» Your instructions: Pick out every line in the material below that contains the string "grassy" and copy each one. Case counts.

(begin)

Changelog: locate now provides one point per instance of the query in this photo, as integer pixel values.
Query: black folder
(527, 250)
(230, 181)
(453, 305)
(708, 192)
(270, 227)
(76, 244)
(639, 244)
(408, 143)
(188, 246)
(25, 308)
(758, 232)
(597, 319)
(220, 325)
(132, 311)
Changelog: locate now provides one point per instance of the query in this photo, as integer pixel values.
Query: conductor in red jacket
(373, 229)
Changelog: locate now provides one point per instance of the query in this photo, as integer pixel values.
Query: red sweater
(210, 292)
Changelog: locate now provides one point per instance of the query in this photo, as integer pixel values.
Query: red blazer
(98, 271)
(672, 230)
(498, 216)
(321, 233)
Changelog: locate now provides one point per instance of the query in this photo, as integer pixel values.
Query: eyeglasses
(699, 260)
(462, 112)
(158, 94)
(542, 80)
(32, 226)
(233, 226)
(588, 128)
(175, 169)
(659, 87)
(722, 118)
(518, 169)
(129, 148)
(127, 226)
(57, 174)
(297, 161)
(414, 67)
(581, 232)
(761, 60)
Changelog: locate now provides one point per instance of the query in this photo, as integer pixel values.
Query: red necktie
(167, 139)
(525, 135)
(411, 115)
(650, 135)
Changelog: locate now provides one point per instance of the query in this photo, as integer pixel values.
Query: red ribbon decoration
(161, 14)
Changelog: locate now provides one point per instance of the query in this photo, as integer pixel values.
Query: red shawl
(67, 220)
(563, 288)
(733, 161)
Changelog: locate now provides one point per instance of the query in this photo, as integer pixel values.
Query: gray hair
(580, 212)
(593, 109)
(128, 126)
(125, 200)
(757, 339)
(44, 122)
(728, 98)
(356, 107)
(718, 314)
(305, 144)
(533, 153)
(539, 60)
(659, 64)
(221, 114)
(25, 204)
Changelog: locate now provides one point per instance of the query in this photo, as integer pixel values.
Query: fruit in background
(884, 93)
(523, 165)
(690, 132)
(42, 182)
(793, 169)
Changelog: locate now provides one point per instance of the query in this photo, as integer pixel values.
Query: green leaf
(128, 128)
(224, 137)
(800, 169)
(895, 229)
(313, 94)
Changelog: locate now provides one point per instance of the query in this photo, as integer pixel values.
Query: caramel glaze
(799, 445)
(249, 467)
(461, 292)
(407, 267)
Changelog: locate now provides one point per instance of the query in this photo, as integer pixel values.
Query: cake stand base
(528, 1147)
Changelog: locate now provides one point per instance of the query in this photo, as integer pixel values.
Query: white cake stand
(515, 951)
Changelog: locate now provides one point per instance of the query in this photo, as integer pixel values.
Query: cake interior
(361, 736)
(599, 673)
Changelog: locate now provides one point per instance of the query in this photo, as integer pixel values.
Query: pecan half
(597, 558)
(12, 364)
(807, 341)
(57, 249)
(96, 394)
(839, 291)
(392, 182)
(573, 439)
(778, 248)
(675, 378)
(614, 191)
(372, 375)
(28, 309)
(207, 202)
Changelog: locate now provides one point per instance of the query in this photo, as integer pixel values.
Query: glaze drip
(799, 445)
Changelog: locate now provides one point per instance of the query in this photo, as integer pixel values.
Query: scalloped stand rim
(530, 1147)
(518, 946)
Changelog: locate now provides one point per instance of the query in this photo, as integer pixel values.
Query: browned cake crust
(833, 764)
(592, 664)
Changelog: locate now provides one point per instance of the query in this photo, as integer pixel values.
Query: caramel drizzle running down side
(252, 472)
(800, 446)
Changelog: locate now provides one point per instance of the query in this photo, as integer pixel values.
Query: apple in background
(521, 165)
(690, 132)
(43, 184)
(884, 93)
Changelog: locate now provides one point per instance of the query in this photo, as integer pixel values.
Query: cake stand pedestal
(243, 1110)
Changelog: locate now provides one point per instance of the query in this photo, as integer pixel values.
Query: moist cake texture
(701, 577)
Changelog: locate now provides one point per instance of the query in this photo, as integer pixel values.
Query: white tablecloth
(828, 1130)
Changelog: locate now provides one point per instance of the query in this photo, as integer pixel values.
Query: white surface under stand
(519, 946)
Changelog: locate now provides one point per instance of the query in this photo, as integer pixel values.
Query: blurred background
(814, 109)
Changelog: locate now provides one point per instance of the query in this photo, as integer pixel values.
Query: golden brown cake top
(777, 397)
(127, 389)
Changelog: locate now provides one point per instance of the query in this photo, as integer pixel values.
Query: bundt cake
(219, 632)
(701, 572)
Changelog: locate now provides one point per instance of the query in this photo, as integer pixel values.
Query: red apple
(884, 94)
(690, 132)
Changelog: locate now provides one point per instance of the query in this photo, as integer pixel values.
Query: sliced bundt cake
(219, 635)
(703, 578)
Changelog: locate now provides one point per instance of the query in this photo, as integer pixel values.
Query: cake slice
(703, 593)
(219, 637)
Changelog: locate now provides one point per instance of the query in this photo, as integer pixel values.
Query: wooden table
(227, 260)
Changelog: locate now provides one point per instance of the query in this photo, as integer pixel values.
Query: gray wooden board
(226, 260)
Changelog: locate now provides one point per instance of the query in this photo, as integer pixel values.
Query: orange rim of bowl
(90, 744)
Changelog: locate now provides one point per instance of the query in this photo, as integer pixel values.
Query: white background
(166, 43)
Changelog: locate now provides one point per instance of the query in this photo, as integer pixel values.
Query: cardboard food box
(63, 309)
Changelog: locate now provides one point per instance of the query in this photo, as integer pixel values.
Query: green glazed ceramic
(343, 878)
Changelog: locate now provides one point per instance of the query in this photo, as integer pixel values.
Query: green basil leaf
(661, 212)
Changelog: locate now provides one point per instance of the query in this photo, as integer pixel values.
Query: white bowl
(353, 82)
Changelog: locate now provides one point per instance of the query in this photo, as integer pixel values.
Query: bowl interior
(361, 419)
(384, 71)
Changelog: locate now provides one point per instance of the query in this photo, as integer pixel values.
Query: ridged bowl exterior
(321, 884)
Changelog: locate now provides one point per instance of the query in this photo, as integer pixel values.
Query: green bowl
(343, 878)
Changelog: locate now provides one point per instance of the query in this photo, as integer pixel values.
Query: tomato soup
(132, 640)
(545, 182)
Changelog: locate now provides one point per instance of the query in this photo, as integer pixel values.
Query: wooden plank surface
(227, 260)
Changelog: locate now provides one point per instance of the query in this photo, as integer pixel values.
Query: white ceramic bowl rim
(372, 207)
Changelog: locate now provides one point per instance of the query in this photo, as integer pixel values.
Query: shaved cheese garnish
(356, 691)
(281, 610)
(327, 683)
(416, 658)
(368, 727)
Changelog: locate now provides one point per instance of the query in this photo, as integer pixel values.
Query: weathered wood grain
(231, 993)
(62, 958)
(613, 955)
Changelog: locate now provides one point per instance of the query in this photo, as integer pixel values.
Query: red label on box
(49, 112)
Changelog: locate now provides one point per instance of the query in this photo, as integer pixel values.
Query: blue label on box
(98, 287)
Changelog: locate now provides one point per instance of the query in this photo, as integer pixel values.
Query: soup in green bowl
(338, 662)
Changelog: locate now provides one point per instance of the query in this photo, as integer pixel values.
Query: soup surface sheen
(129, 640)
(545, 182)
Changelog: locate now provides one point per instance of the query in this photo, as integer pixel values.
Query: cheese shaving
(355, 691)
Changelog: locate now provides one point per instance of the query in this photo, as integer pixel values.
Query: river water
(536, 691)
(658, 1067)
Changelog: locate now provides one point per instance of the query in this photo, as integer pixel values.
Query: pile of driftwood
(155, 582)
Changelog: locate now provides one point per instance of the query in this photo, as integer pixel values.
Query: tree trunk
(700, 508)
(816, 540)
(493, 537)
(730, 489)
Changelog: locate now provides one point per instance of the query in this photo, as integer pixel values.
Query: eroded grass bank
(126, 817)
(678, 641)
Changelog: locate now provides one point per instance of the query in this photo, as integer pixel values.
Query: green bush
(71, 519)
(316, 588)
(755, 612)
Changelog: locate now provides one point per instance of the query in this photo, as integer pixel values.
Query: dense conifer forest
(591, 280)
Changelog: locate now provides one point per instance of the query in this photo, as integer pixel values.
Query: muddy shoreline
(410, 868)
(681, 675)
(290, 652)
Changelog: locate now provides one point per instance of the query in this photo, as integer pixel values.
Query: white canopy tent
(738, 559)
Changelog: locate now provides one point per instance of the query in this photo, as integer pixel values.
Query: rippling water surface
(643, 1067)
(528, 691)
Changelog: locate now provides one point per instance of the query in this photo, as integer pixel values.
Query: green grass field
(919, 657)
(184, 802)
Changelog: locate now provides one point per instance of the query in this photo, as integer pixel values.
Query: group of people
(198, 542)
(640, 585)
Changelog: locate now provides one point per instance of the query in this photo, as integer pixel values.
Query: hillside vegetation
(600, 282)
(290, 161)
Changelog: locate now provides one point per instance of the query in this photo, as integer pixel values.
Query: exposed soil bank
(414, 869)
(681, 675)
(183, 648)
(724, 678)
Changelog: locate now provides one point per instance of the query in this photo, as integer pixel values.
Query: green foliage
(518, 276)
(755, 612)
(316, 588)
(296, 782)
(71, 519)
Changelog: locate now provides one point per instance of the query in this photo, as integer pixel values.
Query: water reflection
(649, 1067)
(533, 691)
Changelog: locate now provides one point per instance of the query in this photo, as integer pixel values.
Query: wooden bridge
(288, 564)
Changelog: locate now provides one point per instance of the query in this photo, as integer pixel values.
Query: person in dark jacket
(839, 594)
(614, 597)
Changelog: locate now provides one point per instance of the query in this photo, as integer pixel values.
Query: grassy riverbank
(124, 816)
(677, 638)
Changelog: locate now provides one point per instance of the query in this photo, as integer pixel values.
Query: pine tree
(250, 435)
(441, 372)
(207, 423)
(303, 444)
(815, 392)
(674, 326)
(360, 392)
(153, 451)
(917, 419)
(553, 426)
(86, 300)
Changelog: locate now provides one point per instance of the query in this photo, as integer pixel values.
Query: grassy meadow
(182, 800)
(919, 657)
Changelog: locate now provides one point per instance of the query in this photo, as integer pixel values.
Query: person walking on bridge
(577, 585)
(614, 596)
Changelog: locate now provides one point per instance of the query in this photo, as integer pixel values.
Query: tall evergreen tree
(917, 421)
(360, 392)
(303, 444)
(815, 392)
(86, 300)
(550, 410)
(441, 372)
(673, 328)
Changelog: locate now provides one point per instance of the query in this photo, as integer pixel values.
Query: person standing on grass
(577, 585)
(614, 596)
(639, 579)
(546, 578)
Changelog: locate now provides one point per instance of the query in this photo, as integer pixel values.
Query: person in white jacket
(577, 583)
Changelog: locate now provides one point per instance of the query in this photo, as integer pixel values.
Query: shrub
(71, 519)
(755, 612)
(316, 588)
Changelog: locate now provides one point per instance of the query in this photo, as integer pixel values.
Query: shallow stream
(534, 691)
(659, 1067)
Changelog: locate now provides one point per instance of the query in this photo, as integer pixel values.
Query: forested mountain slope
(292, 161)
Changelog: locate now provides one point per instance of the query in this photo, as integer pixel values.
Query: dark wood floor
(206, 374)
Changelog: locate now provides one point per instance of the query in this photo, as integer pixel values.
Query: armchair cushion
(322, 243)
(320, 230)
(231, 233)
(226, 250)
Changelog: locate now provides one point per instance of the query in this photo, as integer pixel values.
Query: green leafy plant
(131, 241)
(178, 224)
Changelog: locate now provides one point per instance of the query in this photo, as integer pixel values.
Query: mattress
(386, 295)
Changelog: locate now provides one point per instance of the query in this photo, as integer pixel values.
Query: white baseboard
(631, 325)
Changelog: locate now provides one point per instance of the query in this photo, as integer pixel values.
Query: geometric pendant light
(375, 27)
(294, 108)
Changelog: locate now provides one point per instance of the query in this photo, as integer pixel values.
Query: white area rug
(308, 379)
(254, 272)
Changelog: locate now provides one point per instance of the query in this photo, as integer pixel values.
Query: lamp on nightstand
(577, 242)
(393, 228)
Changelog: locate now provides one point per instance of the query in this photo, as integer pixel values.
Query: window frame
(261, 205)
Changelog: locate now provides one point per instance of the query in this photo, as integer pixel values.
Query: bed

(end)

» Answer to this exercise:
Query: grassy riverbank
Query: grassy meadow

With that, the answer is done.